───── Data supplied ─────

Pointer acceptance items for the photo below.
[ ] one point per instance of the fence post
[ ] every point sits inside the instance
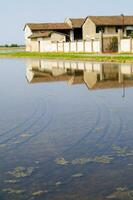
(57, 46)
(69, 46)
(63, 46)
(119, 40)
(83, 45)
(101, 41)
(76, 46)
(92, 45)
(130, 45)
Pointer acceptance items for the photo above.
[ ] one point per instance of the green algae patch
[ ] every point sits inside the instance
(21, 172)
(77, 175)
(58, 183)
(122, 151)
(98, 159)
(61, 161)
(13, 191)
(11, 181)
(121, 193)
(38, 193)
(2, 145)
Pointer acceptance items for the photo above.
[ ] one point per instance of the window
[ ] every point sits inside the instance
(99, 29)
(118, 28)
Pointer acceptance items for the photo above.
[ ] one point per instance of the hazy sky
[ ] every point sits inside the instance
(15, 13)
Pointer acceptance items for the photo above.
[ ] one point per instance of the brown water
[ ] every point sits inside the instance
(66, 130)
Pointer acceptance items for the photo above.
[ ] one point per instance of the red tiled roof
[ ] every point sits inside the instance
(77, 23)
(48, 26)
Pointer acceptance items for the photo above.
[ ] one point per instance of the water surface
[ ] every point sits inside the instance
(66, 130)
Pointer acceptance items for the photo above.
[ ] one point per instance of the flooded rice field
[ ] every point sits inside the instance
(66, 130)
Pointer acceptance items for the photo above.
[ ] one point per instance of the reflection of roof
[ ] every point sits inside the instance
(112, 20)
(76, 80)
(41, 34)
(38, 77)
(48, 26)
(77, 23)
(112, 84)
(44, 34)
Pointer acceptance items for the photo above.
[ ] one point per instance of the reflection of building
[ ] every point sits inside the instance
(94, 75)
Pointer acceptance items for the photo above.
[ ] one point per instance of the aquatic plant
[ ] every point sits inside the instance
(77, 175)
(122, 151)
(11, 181)
(58, 183)
(37, 193)
(106, 159)
(121, 193)
(61, 161)
(2, 145)
(13, 191)
(20, 172)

─────

▸ Description of the task:
Leave the pictures out, and print every line of the listing exactly as written.

▸ The result:
Pointer acceptance items for the photo below.
[ ] one point per instance of the fence post
[ ] every point sits inside the instance
(57, 46)
(69, 46)
(63, 46)
(119, 40)
(83, 45)
(101, 41)
(76, 46)
(92, 45)
(130, 45)
Pointer acceptance items for the photo above.
[ ] one point per instance of the green algae patch
[ ] every point sits inside the instance
(21, 172)
(77, 175)
(58, 183)
(122, 151)
(98, 159)
(61, 161)
(13, 191)
(11, 181)
(121, 193)
(38, 193)
(2, 145)
Pointer acceptance items for the photo above.
[ ] one point per instance of the window
[ ] every point sits inside the instance
(99, 29)
(118, 28)
Pointer acceptance items for the photo above.
[ ] one point per instance of the hazy sky
[ ] every point sits inside the instance
(15, 13)
Pointer acceptance items for the photo above.
[ ] one point per instance of the brown water
[ ] every point sits inside the instance
(66, 130)
Pointer acceptance items for the photo above.
[ ] one point per instance of the red tiled roof
[ ] every point sits inside the instance
(77, 23)
(48, 26)
Pointer acceptance items for the photo above.
[ ] one point per instance of the water surface
[ ] every point sits inside the instance
(66, 130)
Pointer acceptance items for the photo above.
[ ] one point per instance of the flooded rice field
[ ] every point sits inside the instance
(66, 130)
Pointer acceptance items for the photo above.
[ ] one point per instance of the reflection of roof
[ ] every point sits inside the instance
(112, 20)
(76, 80)
(41, 34)
(38, 77)
(48, 26)
(77, 23)
(112, 84)
(44, 34)
Pointer acceptance items for the photo above.
[ ] one point per instance of the reflection of building
[ ] every point sits inside the instance
(94, 75)
Pointer acceptance items for the photo above.
[ ] one point per instance of the aquatic plant
[ ] every point sits inside the instance
(77, 175)
(122, 151)
(11, 181)
(58, 183)
(37, 193)
(106, 159)
(121, 193)
(61, 161)
(2, 145)
(13, 191)
(20, 172)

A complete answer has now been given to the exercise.